MATERIAL PROVIDED:
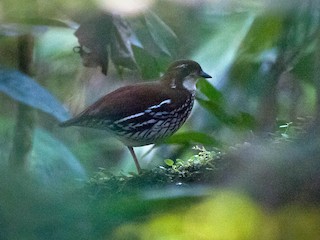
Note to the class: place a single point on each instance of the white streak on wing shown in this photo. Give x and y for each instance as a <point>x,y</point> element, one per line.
<point>168,101</point>
<point>181,66</point>
<point>189,83</point>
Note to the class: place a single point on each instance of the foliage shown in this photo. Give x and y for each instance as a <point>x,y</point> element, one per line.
<point>258,120</point>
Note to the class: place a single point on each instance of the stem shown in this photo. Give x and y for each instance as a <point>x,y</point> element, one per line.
<point>23,133</point>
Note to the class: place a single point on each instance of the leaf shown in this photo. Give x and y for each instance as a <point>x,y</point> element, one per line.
<point>219,52</point>
<point>24,89</point>
<point>121,49</point>
<point>215,109</point>
<point>52,161</point>
<point>242,120</point>
<point>191,137</point>
<point>162,35</point>
<point>169,162</point>
<point>94,36</point>
<point>210,91</point>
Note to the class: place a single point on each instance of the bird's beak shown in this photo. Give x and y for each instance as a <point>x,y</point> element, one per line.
<point>204,75</point>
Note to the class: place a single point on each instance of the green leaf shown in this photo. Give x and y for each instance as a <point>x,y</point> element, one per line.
<point>52,162</point>
<point>210,91</point>
<point>169,162</point>
<point>191,137</point>
<point>215,109</point>
<point>219,52</point>
<point>162,35</point>
<point>24,89</point>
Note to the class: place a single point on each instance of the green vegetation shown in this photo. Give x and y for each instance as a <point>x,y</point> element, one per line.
<point>254,173</point>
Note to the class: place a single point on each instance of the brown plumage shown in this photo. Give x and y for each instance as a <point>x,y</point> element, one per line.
<point>145,113</point>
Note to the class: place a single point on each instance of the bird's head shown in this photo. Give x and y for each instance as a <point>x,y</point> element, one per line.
<point>184,74</point>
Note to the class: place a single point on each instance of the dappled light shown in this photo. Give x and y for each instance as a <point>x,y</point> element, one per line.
<point>234,157</point>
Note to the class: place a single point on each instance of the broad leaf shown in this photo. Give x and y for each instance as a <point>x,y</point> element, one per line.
<point>191,137</point>
<point>24,89</point>
<point>162,35</point>
<point>52,162</point>
<point>210,91</point>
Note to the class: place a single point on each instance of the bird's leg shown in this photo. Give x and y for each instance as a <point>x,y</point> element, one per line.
<point>135,159</point>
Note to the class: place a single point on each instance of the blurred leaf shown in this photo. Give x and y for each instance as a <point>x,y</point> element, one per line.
<point>191,137</point>
<point>52,162</point>
<point>169,162</point>
<point>210,91</point>
<point>121,50</point>
<point>162,35</point>
<point>94,36</point>
<point>24,89</point>
<point>150,66</point>
<point>242,120</point>
<point>263,34</point>
<point>219,53</point>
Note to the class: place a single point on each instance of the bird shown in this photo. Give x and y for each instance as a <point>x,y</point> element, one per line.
<point>145,113</point>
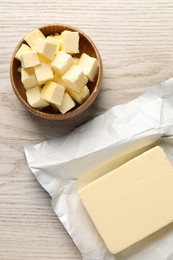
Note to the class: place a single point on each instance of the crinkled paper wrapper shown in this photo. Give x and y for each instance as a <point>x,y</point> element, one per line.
<point>123,131</point>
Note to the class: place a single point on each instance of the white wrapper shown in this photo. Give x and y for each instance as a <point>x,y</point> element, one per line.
<point>119,133</point>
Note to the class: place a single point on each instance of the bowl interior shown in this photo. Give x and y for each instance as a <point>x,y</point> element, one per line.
<point>85,45</point>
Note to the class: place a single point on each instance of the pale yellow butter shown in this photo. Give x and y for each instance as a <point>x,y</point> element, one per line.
<point>66,104</point>
<point>32,37</point>
<point>70,42</point>
<point>23,49</point>
<point>29,59</point>
<point>34,98</point>
<point>56,41</point>
<point>57,78</point>
<point>43,59</point>
<point>46,47</point>
<point>74,78</point>
<point>89,66</point>
<point>132,201</point>
<point>43,73</point>
<point>75,60</point>
<point>62,62</point>
<point>81,96</point>
<point>53,92</point>
<point>28,78</point>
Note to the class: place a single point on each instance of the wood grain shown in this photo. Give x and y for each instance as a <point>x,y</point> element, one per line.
<point>135,40</point>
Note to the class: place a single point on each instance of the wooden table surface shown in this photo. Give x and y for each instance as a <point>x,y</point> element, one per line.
<point>135,40</point>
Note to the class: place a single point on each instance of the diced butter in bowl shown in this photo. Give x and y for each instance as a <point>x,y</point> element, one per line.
<point>56,72</point>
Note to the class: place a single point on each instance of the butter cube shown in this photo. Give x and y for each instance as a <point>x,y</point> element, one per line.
<point>23,49</point>
<point>75,60</point>
<point>34,98</point>
<point>81,96</point>
<point>46,47</point>
<point>57,78</point>
<point>32,37</point>
<point>43,72</point>
<point>62,62</point>
<point>29,59</point>
<point>89,66</point>
<point>66,104</point>
<point>70,42</point>
<point>56,41</point>
<point>74,78</point>
<point>53,93</point>
<point>43,59</point>
<point>28,78</point>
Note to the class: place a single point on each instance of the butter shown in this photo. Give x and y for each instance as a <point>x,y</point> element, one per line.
<point>70,42</point>
<point>53,93</point>
<point>74,78</point>
<point>34,98</point>
<point>23,49</point>
<point>62,62</point>
<point>43,59</point>
<point>57,78</point>
<point>89,66</point>
<point>28,78</point>
<point>46,47</point>
<point>132,201</point>
<point>32,37</point>
<point>43,73</point>
<point>81,96</point>
<point>75,60</point>
<point>29,59</point>
<point>66,104</point>
<point>55,40</point>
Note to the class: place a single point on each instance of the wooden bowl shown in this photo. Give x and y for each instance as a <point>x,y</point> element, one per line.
<point>85,45</point>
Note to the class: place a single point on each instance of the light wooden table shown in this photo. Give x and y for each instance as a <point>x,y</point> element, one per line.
<point>135,40</point>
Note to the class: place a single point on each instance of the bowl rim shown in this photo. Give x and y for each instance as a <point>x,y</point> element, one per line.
<point>79,109</point>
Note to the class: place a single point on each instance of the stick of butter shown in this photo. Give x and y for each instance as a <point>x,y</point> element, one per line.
<point>132,201</point>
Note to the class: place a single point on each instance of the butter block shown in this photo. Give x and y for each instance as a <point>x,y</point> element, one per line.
<point>32,37</point>
<point>43,72</point>
<point>132,201</point>
<point>29,59</point>
<point>28,78</point>
<point>62,62</point>
<point>70,42</point>
<point>81,96</point>
<point>46,47</point>
<point>23,49</point>
<point>53,93</point>
<point>89,66</point>
<point>74,78</point>
<point>34,98</point>
<point>66,104</point>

WORK TO DO: Restate each entry word for word, please, but drop any images it holds.

PROBLEM SOLUTION:
Note to the class: place a single point on each instance of the white streak on wing shown in this photo. Give x and y for each instance as a <point>x,y</point> element, one per line.
<point>168,101</point>
<point>181,66</point>
<point>189,83</point>
Note to the class: place a single point on each instance of the foliage shown in this photo. Give x and y for each instance as a <point>x,y</point> element, one per line.
<point>258,120</point>
Note to the class: place a single point on each instance of the stem shown in this photo. Give x and y for each instance as a <point>x,y</point> element, one per line.
<point>23,133</point>
Note to the class: place a single point on each instance of the leaf shown in this photo. Give x and y for each instance as a <point>x,y</point> element, one per line.
<point>219,52</point>
<point>24,89</point>
<point>121,49</point>
<point>215,109</point>
<point>52,161</point>
<point>242,120</point>
<point>191,137</point>
<point>162,35</point>
<point>169,162</point>
<point>94,36</point>
<point>210,91</point>
Note to the class: place a single point on each instance of the bird's beak shown in this photo. Give x and y for each instance as a <point>x,y</point> element, one per line.
<point>204,75</point>
Note to the class: place a single point on each instance of the green leaf shown in this photo. Give x and y for each instance as a <point>x,y</point> element, one per line.
<point>52,162</point>
<point>210,91</point>
<point>169,162</point>
<point>191,137</point>
<point>215,109</point>
<point>219,52</point>
<point>162,35</point>
<point>24,89</point>
Note to the class: place a single point on each instance of the green vegetation shown in this photo. Give x and y for each instance as a <point>x,y</point> element, one per line.
<point>254,173</point>
Note to the class: place a single point on each instance of the brown plumage shown in this photo. Give x and y for each instance as a <point>x,y</point> element, one per line.
<point>145,113</point>
Note to the class: place a single point on each instance of the bird's head shown in this photo. Give x and y for each instance as a <point>x,y</point> element, one per line.
<point>184,74</point>
Note to the class: place a single point on each instance of the dappled light shown in this photo. Give x and y for each instance as a <point>x,y</point> element, one per line.
<point>234,157</point>
Note to the class: place a single point on each instance of the broad leaf shown in this photo. Give x and y for each instance as a <point>x,y</point> element, one per line.
<point>191,137</point>
<point>24,89</point>
<point>162,35</point>
<point>52,162</point>
<point>210,91</point>
Note to the class: place a single point on each instance of the bird's leg shown in this photo. Give x and y for each instance as a <point>x,y</point> element, one per line.
<point>135,159</point>
Note to the class: place a single point on each instance of the blurred leaf shown in this photo. Give x and y for each instance as a <point>x,y</point> element, one per line.
<point>191,137</point>
<point>52,162</point>
<point>169,162</point>
<point>210,91</point>
<point>121,50</point>
<point>162,35</point>
<point>94,36</point>
<point>24,89</point>
<point>150,66</point>
<point>242,120</point>
<point>263,34</point>
<point>219,53</point>
Note to the class: place a single point on each instance of the bird shown in this photo. Give x and y for each instance as a <point>x,y</point> element, one per line.
<point>145,113</point>
Note to the class: place a single point on each instance of the crinkled paper wrapper shown in this photo. Give x and y for each instance as a <point>x,y</point> element, one per line.
<point>123,131</point>
Note to the class: place a single point on each instance of the white wrapper shown in this photo. Give x and y for each instance as a <point>x,y</point> element, one per line.
<point>119,133</point>
Note to the class: place a single point on each instance of the bowl interior shown in this photo. Give x and y for each instance as a <point>x,y</point> element, one per line.
<point>85,45</point>
Note to the class: place a single point on each instance of the pale yellow butter shown in this photo. Give x and y for each instance as a <point>x,y</point> element, one per line.
<point>66,104</point>
<point>32,37</point>
<point>70,42</point>
<point>23,49</point>
<point>29,59</point>
<point>34,98</point>
<point>56,41</point>
<point>57,78</point>
<point>43,59</point>
<point>46,47</point>
<point>74,78</point>
<point>89,66</point>
<point>132,201</point>
<point>43,73</point>
<point>75,60</point>
<point>62,62</point>
<point>81,96</point>
<point>53,92</point>
<point>28,78</point>
Note to the class: place a single point on each instance of the wood grain shown in this photo. Give x and y for each instance as a <point>x,y</point> element, one per line.
<point>135,40</point>
Note to the class: place a single point on each instance of the wooden table surface shown in this photo. Give x and y for each instance as a <point>x,y</point> element, one per line.
<point>135,40</point>
Note to the class: place a single point on each instance of the diced butter in bowl shown in this photo. Give x and y for each instance as a <point>x,y</point> element, one per line.
<point>56,72</point>
Note to the class: place a single point on each instance of the butter cube shown in this photo. Give x and y for each instance as a <point>x,y</point> element, one per line.
<point>23,49</point>
<point>75,60</point>
<point>34,98</point>
<point>81,96</point>
<point>46,47</point>
<point>57,78</point>
<point>32,37</point>
<point>43,72</point>
<point>62,62</point>
<point>29,59</point>
<point>89,66</point>
<point>66,104</point>
<point>70,42</point>
<point>56,41</point>
<point>74,78</point>
<point>53,93</point>
<point>43,59</point>
<point>28,78</point>
Note to the class: place a single point on each instance of the butter shown in this photo. Give x and y for each instance as a <point>x,y</point> element, one per line.
<point>70,42</point>
<point>53,93</point>
<point>74,78</point>
<point>34,98</point>
<point>23,49</point>
<point>62,62</point>
<point>43,59</point>
<point>57,78</point>
<point>89,66</point>
<point>28,78</point>
<point>46,47</point>
<point>132,201</point>
<point>32,37</point>
<point>43,73</point>
<point>81,96</point>
<point>75,60</point>
<point>29,59</point>
<point>66,104</point>
<point>55,40</point>
Note to the class: place a single point on each instance of the wooden bowl shown in this photo. Give x and y for each instance as a <point>x,y</point> element, one per line.
<point>85,45</point>
Note to the class: place a single point on each instance of the light wooden table shown in this photo. Give x and y for each instance as a <point>x,y</point> element, one per line.
<point>135,40</point>
Note to the class: place a single point on each instance of the bowl rim shown in this photo. Give x and y for each instance as a <point>x,y</point> element, one per line.
<point>79,109</point>
Note to the class: place a single point on each instance of the stick of butter shown in this photo. Give x and y for each instance as a <point>x,y</point> element, one per line.
<point>132,201</point>
Note to the class: place a single point on each instance of the butter block shown in this photo. Give x and y for each instance as a <point>x,y</point> element, one per line.
<point>32,37</point>
<point>43,72</point>
<point>132,201</point>
<point>29,59</point>
<point>28,78</point>
<point>62,62</point>
<point>70,42</point>
<point>81,96</point>
<point>46,47</point>
<point>23,49</point>
<point>53,93</point>
<point>89,66</point>
<point>74,78</point>
<point>34,98</point>
<point>66,104</point>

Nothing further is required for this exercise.